EXERCISE MATERIAL:
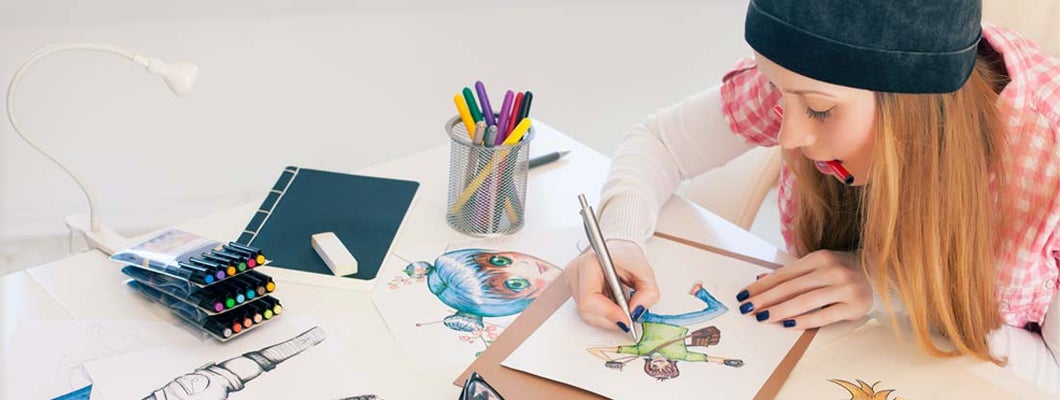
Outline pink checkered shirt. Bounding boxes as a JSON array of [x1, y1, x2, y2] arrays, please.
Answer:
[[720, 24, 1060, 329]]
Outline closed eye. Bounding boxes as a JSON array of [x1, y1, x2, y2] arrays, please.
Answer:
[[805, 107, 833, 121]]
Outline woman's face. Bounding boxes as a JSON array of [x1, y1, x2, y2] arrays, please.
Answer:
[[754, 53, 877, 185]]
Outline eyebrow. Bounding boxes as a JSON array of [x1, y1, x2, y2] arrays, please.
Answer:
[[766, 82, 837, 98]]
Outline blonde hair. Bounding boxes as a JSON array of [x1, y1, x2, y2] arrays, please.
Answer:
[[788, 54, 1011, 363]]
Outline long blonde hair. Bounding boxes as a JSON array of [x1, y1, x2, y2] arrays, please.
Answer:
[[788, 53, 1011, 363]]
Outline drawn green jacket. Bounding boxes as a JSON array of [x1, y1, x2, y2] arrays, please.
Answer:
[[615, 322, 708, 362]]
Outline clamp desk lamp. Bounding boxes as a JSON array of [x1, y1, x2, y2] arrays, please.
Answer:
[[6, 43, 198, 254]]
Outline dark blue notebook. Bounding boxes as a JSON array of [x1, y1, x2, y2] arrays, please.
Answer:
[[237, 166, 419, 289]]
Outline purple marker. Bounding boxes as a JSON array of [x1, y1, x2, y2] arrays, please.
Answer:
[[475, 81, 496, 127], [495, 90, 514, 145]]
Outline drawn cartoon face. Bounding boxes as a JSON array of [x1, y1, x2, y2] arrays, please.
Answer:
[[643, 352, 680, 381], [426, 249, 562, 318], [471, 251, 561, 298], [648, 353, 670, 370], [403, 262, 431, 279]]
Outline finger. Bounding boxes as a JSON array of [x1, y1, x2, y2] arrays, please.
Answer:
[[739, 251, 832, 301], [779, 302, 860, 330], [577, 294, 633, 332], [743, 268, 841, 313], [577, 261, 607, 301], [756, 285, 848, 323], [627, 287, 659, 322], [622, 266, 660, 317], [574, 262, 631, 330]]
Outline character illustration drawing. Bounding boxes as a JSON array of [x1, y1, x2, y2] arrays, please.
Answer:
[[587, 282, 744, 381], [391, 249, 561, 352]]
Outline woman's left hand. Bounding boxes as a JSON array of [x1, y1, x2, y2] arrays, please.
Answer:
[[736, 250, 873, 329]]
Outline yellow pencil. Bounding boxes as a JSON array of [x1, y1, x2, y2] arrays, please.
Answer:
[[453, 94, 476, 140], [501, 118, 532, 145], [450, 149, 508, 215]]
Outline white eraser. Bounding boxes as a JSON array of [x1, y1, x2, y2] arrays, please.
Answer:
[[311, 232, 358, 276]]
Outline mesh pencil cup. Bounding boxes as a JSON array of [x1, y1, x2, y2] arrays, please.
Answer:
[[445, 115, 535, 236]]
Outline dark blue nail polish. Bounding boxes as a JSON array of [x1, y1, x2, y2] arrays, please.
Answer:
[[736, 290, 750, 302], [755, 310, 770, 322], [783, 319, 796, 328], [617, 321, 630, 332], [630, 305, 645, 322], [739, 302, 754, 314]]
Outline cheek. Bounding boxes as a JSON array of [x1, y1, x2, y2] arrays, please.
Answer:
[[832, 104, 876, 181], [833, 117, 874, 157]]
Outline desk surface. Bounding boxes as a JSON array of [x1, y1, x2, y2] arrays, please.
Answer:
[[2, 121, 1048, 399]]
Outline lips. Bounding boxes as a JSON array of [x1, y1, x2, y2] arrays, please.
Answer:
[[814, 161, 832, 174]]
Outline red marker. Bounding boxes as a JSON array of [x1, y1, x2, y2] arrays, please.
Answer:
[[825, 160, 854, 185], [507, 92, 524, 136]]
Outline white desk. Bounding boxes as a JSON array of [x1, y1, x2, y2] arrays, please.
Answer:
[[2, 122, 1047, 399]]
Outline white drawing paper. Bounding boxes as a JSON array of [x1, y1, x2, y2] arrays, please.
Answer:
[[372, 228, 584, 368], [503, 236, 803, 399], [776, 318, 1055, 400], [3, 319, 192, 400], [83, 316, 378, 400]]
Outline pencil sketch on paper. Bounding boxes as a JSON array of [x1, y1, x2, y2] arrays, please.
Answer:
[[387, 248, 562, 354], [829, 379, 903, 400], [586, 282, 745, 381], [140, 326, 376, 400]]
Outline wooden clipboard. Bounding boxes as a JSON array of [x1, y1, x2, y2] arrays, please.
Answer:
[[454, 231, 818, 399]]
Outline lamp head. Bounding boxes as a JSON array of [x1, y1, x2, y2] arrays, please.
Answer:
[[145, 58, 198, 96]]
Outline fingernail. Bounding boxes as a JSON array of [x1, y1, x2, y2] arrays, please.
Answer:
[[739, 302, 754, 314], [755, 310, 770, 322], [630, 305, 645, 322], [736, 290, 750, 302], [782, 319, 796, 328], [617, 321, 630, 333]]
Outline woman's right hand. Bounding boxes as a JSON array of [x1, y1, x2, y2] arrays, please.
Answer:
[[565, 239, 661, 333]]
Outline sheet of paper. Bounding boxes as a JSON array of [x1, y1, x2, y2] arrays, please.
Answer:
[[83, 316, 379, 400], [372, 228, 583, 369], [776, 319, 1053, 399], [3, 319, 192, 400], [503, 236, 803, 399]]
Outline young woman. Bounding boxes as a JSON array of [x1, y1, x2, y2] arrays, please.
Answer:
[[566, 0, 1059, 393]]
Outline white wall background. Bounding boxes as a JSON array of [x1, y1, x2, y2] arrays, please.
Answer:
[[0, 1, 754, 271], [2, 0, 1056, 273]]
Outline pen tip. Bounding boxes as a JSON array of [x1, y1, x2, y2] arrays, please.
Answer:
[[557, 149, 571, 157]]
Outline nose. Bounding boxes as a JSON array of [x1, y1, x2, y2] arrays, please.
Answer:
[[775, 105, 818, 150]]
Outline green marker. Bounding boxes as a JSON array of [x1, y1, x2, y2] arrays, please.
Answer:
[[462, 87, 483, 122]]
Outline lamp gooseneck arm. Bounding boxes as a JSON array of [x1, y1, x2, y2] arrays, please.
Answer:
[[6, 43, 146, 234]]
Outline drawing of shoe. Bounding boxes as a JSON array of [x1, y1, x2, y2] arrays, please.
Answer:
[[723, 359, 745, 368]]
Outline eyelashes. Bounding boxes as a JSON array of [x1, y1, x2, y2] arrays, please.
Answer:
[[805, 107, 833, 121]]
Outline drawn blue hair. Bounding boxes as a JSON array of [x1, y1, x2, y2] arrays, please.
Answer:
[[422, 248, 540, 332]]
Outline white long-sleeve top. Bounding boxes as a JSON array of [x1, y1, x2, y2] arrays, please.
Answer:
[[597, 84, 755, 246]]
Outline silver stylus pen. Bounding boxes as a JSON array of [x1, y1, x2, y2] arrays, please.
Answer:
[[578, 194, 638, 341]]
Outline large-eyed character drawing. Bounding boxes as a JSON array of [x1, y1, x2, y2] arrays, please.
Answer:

EXERCISE:
Wherever a line in the entries holds "desk", copy that line.

RESPONSE:
Outline clamp desk lamp. Bounding boxes as a JSON array of [x1, y1, x2, y2] arrays, please.
Outline desk surface. Bounding boxes as a JSON array of [x1, y1, x2, y2] arrays, please.
Outline white desk. Bounding boxes as a JSON array of [x1, y1, x2, y2] arrays, please.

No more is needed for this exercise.